RECORDS PROVIDED: Begin

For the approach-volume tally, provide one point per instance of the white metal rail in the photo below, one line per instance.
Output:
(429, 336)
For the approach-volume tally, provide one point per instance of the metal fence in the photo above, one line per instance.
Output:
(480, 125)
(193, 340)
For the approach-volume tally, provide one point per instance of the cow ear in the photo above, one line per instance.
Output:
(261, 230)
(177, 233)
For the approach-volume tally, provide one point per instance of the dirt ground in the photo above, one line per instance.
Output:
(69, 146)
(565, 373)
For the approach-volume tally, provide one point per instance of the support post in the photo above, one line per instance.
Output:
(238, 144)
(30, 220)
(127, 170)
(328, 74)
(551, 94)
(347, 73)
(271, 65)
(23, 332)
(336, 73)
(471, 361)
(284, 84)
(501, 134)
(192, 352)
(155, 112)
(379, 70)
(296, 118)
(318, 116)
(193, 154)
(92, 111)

RECORDS PROVIDED: End

* _BRIEF_
Precisely the line with "of the support" and the lines after it, up to the last line of the entries above, are to be reproduced, and nothing more.

* _WRITTEN REPLY_
For the approach-volume tally, provide one point per instance of the support post in the photo above, one line per instance.
Output:
(238, 144)
(30, 220)
(127, 170)
(328, 74)
(551, 94)
(347, 73)
(271, 65)
(23, 332)
(336, 73)
(471, 361)
(284, 84)
(501, 134)
(192, 352)
(155, 112)
(379, 70)
(296, 118)
(318, 116)
(193, 154)
(92, 111)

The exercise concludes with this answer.